-- start Data records --
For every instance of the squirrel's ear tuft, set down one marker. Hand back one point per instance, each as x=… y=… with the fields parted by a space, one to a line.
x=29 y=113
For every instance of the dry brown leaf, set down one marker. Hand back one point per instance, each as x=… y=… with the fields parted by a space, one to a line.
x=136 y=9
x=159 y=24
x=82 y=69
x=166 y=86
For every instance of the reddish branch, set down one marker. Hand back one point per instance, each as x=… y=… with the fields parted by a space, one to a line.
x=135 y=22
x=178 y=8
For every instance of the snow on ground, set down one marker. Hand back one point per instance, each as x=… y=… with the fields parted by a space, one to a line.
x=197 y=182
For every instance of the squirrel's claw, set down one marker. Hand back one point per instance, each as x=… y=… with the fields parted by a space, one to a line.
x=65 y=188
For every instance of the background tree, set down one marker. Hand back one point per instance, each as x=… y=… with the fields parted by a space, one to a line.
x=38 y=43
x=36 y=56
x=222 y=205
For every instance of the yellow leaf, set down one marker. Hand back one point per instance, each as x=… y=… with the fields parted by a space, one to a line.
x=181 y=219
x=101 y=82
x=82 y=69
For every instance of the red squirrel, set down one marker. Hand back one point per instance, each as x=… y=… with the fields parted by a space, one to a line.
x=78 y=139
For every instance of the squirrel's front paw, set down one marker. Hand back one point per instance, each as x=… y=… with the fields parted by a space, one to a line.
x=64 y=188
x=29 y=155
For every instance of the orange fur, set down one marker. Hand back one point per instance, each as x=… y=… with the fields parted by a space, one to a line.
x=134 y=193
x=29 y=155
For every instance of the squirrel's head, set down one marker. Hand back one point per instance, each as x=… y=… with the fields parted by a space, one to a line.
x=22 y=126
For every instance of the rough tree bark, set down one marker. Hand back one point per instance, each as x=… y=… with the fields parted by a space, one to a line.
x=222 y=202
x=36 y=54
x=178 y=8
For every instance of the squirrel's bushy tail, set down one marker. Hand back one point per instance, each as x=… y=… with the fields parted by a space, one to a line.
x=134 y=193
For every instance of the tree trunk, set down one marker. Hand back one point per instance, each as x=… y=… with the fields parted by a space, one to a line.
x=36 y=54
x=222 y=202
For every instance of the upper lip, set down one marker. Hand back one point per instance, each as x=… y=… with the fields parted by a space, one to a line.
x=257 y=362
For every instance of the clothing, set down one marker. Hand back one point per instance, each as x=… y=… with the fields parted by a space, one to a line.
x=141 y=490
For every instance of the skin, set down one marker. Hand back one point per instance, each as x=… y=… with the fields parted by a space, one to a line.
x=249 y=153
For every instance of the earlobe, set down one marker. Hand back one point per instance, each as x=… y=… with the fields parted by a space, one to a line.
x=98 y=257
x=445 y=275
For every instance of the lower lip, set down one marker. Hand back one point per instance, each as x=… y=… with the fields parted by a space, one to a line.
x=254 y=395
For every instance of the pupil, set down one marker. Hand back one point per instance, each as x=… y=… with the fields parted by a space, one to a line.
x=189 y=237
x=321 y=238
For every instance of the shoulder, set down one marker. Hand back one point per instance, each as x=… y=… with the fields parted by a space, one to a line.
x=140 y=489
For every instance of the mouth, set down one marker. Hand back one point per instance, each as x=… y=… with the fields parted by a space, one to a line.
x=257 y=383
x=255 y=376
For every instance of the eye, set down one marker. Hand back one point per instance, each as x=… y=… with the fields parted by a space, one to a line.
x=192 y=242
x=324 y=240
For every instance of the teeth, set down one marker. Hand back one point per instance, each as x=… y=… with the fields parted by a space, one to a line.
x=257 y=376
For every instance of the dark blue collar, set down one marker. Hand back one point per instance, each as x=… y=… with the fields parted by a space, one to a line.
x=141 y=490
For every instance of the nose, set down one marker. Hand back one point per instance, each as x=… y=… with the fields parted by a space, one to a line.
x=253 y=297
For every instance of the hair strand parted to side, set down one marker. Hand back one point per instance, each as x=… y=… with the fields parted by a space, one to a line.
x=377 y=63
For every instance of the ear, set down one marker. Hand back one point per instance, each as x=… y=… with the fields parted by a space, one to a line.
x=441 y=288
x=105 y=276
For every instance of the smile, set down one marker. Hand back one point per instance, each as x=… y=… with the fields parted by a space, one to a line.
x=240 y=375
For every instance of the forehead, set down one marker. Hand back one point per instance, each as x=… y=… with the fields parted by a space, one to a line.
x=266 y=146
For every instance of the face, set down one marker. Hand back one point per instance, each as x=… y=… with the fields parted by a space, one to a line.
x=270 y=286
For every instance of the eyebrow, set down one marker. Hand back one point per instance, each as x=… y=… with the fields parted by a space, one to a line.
-- end Data records --
» Exercise instructions
Change "set down one marker" to "place a single marker" wherever it occurs in the items above. Reproduce every line with no other edits.

» Written answer
For every instance of the squirrel's ear tuft, place a single marker. Hand back one point per instance, each as x=… y=… with the fields parted by a space, one to a line.
x=29 y=113
For every instance of the dry brown leaf, place a single marker. Hand back one point per instance, each as x=… y=… with the fields parted by a space, one to a line.
x=136 y=9
x=159 y=24
x=82 y=69
x=166 y=86
For every instance of the reddish branch, place a single marker. Hand back one point per instance, each as x=… y=… with the fields parted by a space, one to a line.
x=135 y=22
x=178 y=8
For every instance of the snow on ground, place a single marker. Hand back one point per instance, each as x=… y=… with the fields parted by a space, one to a line.
x=197 y=182
For every instance of the squirrel's claw, place a single marker. Hand back one point per instance, each as x=… y=… with the fields parted by a space, one to a line.
x=65 y=188
For every instance of the background tree, place a single marker. Hand back one point per instance, each as x=… y=… with the fields parted by a space, one to a line.
x=38 y=43
x=36 y=56
x=222 y=205
For every instance of the yellow leaf, place a single marker. Hand back one point per instance, each as x=… y=… with the fields parted by a space, one to a line.
x=181 y=219
x=101 y=82
x=82 y=69
For every instance of the red squirrel, place a single marker. Hand back one point per instance, each as x=… y=… with the fields parted by a space, one to a line.
x=78 y=139
For every instance of the squirrel's front paw, place a single marker. Hand back one point per instance, each as x=… y=… with the fields parted by a space, one to a line.
x=64 y=188
x=29 y=155
For every instance of the orange fur, place a single marker. Hand back one point per instance, each as x=… y=… with the fields parted by a space, one to a line.
x=134 y=193
x=29 y=155
For every instance of the squirrel's head, place a single marker. Hand back one point per instance, each as x=… y=… with the fields parted by a space, one to a line.
x=22 y=126
For every instance of the rough tree bark, place a single marker. Hand back one point per instance, each as x=… y=… with the fields parted by a space, one to a line.
x=222 y=202
x=36 y=54
x=178 y=8
For every instance of the squirrel's bushy tail, place a single marker. Hand back one point per instance, each as x=… y=… with the fields parted by a space, one to a line.
x=134 y=193
For every instance of the tree trunk, place a single marker. Hand back one point per instance, each as x=… y=… with the fields parted by a space, one to a line.
x=36 y=54
x=222 y=202
For every instance of the upper lip, place a single marker. Hand back one point per instance, each as x=… y=… with the fields parted by a space, one to a line.
x=257 y=362
For every instance of the clothing, place a single marker. Hand back one point per instance, each as x=… y=… with the fields parted by a space, one to a line.
x=141 y=490
For every instance of the skin, place a single marker. Hand back one point per instance, each as x=… y=… with the fields parted by a space, one to a line.
x=249 y=153
For every instance of the earlobe, place a single marker. Hand back one point per instance, each as x=… y=… with the fields parted by a space, one to a line.
x=98 y=257
x=445 y=275
For every instance of the lower lip, place a single marker. Hand back one point per instance, each as x=… y=… with the fields parted by a space, one to a line.
x=254 y=395
For every instance of the pupil, place a single marker. Hand back one point per instance, each as x=… y=… with the fields parted by a space, one to a line.
x=189 y=237
x=321 y=238
For every instance of the shoulder, place a single marker. Hand back one point per instance, each as x=… y=… with the fields parted by a space, one to a line.
x=140 y=489
For every instance of the mouth, place a single marker. Hand back one point per instance, each as x=… y=… with the fields parted by a space, one to a line.
x=257 y=383
x=255 y=376
For every instance of the eye, place a single marker. Hand back one point per instance, each as x=… y=… with the fields parted by a space, one to a line.
x=192 y=242
x=324 y=240
For every instance of the teeth, place a single marker. Hand back one point per instance, each as x=… y=… with the fields parted by a space, one to a line.
x=257 y=376
For every instance of the dark blue collar, place a single marker. Hand back one point per instance, each as x=… y=… with the fields parted by a space, one to a line.
x=141 y=490
For every instance of the nose, place a single marker. Hand back one point per instance, each as x=… y=… with the fields parted by a space, one to a line.
x=253 y=297
For every instance of the hair strand parted to side, place a single marker. Hand back one point per instance, each as x=… y=… with the fields parted by a space, one to a line.
x=377 y=63
For every instance of the ear, place a single marker. Hand back one point per instance, each as x=… y=… with the fields parted by a space, one to a line.
x=441 y=288
x=105 y=276
For every instance of the smile, place a single marker. Hand back one point per instance, each as x=… y=… with the fields parted by a space, one to a line.
x=240 y=375
For every instance of the forehead, place a single marker. Hand back one point per instance, each as x=… y=… with the fields parted by a space, one to a line.
x=266 y=146
For every instance of the face, place a single marker. Hand back one point per instance, each as x=… y=… with the fields parted by a space, one to a line.
x=270 y=286
For every instance of the eyebrow, place a single marker. Hand back one point per instance, each as x=… y=… with the fields parted by a space, one to a line.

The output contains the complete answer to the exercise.